** Opening ENTRIES PROVIDED block **

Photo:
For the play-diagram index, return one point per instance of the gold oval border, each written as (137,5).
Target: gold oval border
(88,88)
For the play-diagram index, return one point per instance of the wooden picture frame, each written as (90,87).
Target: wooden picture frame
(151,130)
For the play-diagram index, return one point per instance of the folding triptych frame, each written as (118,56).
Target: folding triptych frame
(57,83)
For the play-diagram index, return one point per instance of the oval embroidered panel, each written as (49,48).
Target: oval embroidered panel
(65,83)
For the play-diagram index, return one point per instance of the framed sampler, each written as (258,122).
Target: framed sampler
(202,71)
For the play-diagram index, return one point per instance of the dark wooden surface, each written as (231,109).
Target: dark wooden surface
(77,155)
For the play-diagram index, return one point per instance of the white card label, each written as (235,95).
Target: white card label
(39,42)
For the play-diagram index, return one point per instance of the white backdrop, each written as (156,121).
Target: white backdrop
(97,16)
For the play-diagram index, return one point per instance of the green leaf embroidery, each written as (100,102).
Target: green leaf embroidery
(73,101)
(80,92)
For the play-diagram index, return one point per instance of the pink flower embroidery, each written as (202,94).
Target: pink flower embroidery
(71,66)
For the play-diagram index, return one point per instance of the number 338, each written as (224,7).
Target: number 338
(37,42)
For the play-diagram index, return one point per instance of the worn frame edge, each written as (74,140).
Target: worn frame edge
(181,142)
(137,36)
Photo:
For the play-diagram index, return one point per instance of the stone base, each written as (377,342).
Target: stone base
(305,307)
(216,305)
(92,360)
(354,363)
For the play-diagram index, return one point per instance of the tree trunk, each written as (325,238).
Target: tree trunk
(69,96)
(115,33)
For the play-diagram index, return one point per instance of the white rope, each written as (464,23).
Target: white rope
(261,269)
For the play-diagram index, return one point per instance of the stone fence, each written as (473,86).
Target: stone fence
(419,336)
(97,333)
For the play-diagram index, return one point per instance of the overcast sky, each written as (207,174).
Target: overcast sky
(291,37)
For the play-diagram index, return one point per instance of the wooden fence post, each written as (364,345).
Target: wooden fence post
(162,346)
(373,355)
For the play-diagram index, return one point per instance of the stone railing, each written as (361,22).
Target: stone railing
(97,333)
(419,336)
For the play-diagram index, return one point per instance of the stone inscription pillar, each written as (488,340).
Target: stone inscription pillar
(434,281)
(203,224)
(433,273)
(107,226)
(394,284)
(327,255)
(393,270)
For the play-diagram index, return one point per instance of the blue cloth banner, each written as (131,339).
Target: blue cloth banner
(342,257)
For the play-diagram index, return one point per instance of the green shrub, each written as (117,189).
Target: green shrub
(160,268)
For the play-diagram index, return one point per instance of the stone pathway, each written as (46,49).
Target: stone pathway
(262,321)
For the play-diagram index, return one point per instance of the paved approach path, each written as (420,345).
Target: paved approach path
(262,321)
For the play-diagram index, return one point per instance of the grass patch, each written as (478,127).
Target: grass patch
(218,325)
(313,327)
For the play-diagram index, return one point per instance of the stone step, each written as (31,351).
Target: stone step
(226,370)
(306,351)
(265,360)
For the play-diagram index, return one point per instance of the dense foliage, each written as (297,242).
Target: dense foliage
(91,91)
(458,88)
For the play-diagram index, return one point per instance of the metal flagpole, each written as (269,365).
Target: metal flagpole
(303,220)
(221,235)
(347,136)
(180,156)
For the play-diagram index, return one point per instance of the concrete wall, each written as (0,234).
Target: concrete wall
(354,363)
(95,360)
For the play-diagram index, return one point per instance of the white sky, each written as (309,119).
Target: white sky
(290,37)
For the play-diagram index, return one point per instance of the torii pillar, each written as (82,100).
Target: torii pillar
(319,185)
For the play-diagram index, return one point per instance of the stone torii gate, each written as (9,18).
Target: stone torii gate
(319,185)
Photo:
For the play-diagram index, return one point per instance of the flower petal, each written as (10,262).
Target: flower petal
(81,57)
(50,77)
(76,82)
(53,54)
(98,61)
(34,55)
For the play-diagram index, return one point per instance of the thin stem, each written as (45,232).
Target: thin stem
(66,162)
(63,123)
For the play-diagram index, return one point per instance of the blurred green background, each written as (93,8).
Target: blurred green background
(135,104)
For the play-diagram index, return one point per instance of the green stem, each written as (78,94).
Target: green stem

** Closing ENTRIES PROVIDED block **

### EXERCISE DESCRIPTION
With the line holding "written as (9,18)." as the first and the line holding "written as (10,262)." as the last, please transcribe exactly the lines of the material above in that range and nothing else.

### EXERCISE SOLUTION
For the play-diagram index, return one point per instance of the stone torii gate, each written as (9,18).
Target: stone torii gate
(319,185)
Photo:
For the play-diagram index, return one point per instance of the flower petal, each written as (10,262).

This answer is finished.